Written instruction
Please output exactly the run of lines that starts at the line with "If you could tag each instance of the store" and ends at the last line of the records below.
•••
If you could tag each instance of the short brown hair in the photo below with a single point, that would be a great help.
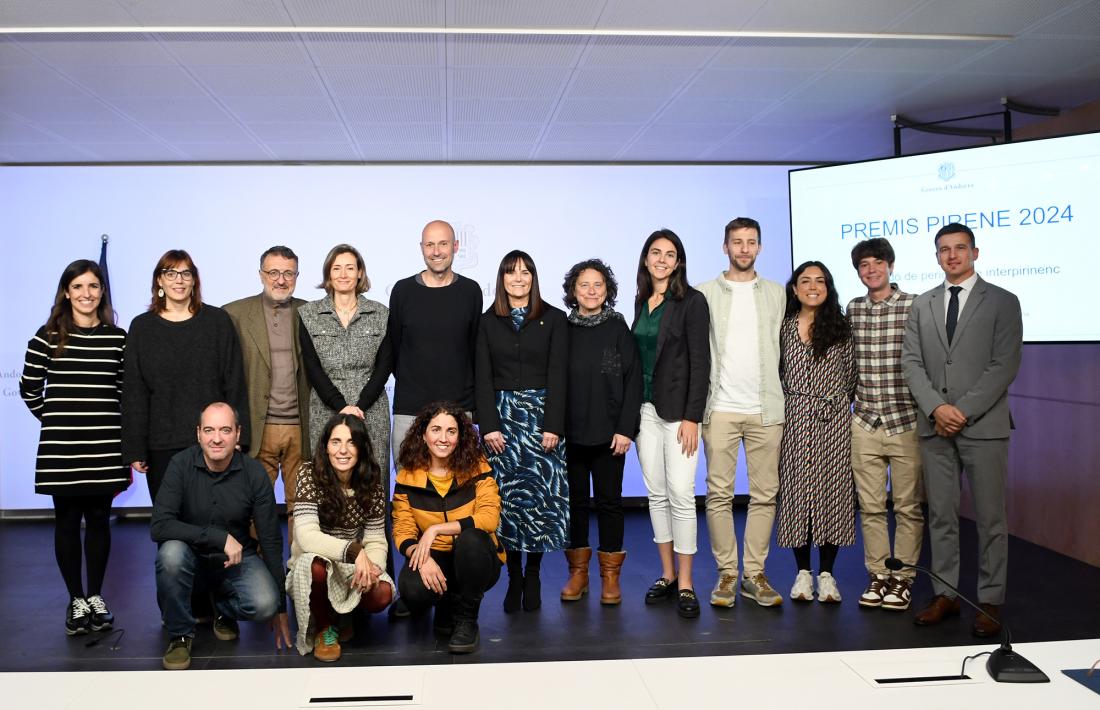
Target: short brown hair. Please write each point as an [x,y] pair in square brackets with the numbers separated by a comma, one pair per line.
[361,286]
[535,305]
[169,260]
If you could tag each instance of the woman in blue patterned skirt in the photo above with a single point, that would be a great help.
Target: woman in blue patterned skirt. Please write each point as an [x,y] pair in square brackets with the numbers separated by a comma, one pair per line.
[523,351]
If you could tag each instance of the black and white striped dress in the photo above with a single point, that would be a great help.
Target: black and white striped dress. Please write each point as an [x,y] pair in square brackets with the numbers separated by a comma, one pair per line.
[76,397]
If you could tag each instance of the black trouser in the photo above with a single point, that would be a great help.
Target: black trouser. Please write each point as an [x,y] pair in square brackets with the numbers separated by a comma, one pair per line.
[157,465]
[96,512]
[606,476]
[471,569]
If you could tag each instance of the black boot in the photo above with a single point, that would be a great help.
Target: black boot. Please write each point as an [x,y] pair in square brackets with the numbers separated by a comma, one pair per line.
[514,598]
[532,589]
[466,636]
[443,621]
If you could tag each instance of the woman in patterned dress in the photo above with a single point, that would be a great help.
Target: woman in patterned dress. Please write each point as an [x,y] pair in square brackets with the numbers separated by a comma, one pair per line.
[523,351]
[338,556]
[817,499]
[73,383]
[345,353]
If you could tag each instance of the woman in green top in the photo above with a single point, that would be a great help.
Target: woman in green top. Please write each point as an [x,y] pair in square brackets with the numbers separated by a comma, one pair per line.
[671,326]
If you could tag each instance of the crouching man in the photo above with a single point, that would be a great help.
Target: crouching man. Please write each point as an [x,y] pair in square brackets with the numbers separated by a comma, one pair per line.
[200,521]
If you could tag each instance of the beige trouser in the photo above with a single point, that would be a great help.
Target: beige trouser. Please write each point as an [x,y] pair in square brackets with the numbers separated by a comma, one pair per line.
[281,450]
[871,452]
[722,438]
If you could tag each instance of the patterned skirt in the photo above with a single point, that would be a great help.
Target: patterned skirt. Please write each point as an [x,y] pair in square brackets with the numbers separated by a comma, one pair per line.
[534,487]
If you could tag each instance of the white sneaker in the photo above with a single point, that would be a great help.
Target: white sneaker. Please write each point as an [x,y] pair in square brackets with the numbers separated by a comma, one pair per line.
[803,589]
[827,591]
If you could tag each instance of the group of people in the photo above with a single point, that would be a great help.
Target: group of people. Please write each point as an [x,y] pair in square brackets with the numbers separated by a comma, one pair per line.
[829,404]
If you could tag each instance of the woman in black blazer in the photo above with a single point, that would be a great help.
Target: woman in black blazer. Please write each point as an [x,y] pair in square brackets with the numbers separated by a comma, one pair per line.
[671,326]
[519,374]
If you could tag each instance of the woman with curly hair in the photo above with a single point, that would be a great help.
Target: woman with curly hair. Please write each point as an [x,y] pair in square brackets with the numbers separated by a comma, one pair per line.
[604,408]
[817,367]
[446,512]
[73,382]
[338,556]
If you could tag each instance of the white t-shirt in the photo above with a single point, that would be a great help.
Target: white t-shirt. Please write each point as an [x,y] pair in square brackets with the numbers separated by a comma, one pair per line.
[739,373]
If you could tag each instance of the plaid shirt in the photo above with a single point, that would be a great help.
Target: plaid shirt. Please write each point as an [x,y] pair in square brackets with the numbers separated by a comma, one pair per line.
[882,396]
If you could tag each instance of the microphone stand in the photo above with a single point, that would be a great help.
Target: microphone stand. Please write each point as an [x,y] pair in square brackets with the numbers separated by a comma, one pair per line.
[1004,665]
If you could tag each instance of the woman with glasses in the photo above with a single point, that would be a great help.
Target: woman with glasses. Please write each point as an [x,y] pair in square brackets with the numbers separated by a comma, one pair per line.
[72,382]
[182,355]
[347,355]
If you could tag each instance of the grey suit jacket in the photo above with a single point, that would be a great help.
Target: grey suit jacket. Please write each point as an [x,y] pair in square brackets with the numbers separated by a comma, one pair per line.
[248,315]
[974,373]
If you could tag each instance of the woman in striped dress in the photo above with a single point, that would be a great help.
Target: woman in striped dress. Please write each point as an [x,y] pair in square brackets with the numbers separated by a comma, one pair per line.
[816,490]
[520,374]
[73,382]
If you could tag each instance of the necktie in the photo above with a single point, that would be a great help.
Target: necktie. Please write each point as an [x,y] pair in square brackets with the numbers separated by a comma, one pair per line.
[953,312]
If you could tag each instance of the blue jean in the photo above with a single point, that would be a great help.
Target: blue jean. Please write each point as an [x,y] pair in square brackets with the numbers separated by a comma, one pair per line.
[245,591]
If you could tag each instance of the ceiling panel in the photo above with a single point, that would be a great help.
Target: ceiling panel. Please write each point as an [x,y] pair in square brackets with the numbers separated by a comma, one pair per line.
[628,82]
[513,83]
[514,51]
[208,12]
[146,82]
[978,17]
[523,13]
[376,13]
[374,50]
[235,50]
[106,50]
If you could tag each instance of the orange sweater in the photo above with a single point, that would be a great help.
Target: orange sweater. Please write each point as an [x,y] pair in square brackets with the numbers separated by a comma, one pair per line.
[418,505]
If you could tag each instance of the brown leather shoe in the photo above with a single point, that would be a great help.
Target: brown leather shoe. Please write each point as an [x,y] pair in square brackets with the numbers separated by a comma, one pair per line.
[578,585]
[611,565]
[937,610]
[983,626]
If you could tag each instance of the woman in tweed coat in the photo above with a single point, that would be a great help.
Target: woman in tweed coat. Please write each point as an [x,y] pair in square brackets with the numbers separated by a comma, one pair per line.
[347,355]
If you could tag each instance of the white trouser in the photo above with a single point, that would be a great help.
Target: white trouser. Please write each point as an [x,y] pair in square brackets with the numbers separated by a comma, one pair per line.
[670,479]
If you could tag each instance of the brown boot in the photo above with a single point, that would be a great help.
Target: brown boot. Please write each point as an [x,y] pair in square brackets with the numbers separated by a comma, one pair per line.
[578,585]
[611,565]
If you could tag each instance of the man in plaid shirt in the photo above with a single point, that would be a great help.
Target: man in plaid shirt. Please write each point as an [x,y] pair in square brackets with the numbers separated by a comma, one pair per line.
[883,428]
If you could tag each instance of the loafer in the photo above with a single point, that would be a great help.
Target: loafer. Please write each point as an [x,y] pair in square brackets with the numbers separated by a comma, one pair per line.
[983,625]
[937,610]
[660,590]
[688,603]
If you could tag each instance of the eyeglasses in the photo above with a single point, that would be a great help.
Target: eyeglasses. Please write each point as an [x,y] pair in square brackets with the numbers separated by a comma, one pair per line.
[173,274]
[275,273]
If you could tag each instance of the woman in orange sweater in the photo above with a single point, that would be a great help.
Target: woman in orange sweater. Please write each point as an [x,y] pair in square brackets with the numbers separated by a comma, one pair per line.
[446,512]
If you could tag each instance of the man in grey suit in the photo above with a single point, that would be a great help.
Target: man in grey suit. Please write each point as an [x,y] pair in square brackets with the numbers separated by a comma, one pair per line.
[960,353]
[278,391]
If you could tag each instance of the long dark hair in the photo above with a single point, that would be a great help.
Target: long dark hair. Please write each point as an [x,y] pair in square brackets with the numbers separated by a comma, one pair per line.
[678,281]
[168,260]
[510,261]
[831,326]
[59,324]
[465,461]
[365,479]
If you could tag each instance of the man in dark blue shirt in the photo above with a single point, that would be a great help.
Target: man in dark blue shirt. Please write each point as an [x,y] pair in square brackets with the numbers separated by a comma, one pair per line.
[200,521]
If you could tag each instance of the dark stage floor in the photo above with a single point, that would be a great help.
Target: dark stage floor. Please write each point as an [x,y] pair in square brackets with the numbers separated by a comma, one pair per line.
[1048,600]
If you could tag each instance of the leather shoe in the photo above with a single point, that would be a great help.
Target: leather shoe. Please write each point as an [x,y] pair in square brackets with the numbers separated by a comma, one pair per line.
[983,626]
[938,609]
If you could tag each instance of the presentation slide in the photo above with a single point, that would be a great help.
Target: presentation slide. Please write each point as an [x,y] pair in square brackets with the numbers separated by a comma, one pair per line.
[226,216]
[1033,207]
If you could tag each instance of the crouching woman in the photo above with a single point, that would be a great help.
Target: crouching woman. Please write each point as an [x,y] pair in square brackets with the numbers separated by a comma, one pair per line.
[446,512]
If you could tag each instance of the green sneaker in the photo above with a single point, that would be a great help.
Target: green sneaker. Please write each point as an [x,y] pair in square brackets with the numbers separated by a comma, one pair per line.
[226,629]
[178,655]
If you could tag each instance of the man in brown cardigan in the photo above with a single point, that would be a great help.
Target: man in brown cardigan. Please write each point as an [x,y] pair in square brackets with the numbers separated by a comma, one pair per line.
[278,392]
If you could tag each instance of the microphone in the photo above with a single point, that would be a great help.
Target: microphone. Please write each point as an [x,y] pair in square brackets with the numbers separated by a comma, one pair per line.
[1004,665]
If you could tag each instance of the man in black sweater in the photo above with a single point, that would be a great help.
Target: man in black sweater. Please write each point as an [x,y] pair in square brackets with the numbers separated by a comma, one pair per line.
[200,521]
[432,330]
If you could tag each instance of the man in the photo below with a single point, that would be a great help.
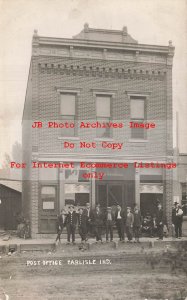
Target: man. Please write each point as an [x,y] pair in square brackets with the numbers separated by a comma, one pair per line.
[177,219]
[137,223]
[120,223]
[129,224]
[71,221]
[60,224]
[109,223]
[82,225]
[160,221]
[97,219]
[87,211]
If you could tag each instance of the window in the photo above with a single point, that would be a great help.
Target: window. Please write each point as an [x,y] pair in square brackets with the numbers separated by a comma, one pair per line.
[77,193]
[137,112]
[103,114]
[67,112]
[184,198]
[48,197]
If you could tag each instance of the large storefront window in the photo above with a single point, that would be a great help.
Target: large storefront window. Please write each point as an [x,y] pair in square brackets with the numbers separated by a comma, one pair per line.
[184,198]
[48,197]
[76,193]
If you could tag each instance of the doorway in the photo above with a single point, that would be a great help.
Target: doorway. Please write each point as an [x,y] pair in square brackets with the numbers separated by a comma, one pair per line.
[149,202]
[113,193]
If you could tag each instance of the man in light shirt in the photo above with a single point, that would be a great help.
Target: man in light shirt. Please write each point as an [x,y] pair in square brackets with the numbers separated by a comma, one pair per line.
[120,223]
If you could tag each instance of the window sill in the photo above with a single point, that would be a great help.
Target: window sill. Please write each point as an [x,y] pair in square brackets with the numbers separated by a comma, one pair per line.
[104,139]
[72,138]
[138,141]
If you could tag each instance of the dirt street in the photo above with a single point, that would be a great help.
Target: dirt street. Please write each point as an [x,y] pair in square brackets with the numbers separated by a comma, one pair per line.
[52,276]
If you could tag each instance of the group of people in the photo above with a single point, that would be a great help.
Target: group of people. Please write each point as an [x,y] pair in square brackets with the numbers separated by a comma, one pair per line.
[177,219]
[97,222]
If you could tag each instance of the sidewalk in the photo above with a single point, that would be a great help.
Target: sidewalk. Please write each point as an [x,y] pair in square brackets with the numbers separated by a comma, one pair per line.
[23,245]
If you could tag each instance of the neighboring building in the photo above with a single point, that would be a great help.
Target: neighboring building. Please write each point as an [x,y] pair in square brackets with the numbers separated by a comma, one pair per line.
[10,203]
[105,76]
[180,185]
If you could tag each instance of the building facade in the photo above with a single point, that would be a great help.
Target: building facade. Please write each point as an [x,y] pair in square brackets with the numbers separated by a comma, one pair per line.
[76,87]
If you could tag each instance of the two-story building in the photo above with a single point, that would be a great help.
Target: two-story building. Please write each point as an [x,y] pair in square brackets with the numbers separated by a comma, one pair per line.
[89,93]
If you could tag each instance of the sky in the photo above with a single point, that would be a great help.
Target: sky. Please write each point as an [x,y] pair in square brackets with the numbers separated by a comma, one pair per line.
[148,21]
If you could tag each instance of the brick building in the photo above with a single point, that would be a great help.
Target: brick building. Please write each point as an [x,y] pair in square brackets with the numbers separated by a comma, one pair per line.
[98,76]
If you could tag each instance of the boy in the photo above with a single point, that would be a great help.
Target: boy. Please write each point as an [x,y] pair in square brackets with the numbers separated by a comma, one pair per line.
[109,222]
[129,224]
[71,221]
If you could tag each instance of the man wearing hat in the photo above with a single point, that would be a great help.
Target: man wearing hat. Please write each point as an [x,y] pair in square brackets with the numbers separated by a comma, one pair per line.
[177,219]
[88,213]
[109,223]
[82,224]
[160,221]
[71,221]
[120,219]
[129,224]
[97,219]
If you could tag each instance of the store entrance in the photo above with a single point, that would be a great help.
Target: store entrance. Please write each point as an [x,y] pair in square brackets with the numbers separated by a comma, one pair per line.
[149,202]
[114,193]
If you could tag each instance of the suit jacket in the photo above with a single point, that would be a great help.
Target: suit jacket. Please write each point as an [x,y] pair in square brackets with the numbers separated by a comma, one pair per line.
[105,217]
[130,219]
[160,217]
[82,220]
[177,217]
[122,214]
[60,222]
[137,219]
[72,220]
[97,218]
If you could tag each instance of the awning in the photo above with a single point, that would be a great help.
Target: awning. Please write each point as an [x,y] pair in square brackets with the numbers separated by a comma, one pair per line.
[151,189]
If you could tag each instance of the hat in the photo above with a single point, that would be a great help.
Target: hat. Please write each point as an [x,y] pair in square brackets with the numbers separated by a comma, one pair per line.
[175,202]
•••
Solution to the exercise
If you could tag each instance of the store entrance in the photo above with a single point, that would be a great help.
Target: store entrance. Please write each point as an [x,y] pair in square brackets with the numbers separated by a comma, one pair per line.
[149,202]
[114,193]
If you could tag each instance of the suit jacket in the photo above with a single point, that would be a great help.
Target: suit jacket. Please write each point as an [x,y] pair in square brackets with the numbers separated by a comma, one pair per line.
[105,217]
[130,219]
[160,217]
[82,220]
[177,217]
[122,214]
[60,222]
[137,219]
[72,220]
[97,218]
If you could tag each instance of the awning in the photo above with a single point, that would be a great help.
Target: awning. Please write each point as an [x,y] pair in square brackets with the numbers separated by a comma, one pair per line.
[151,189]
If you could tag each instance of the hat in the photo above with a single point, that would be a great help.
Target: hat. Please write each point as an [x,y] pair in square brackets with the numbers separated by a comma, one pair per line.
[175,202]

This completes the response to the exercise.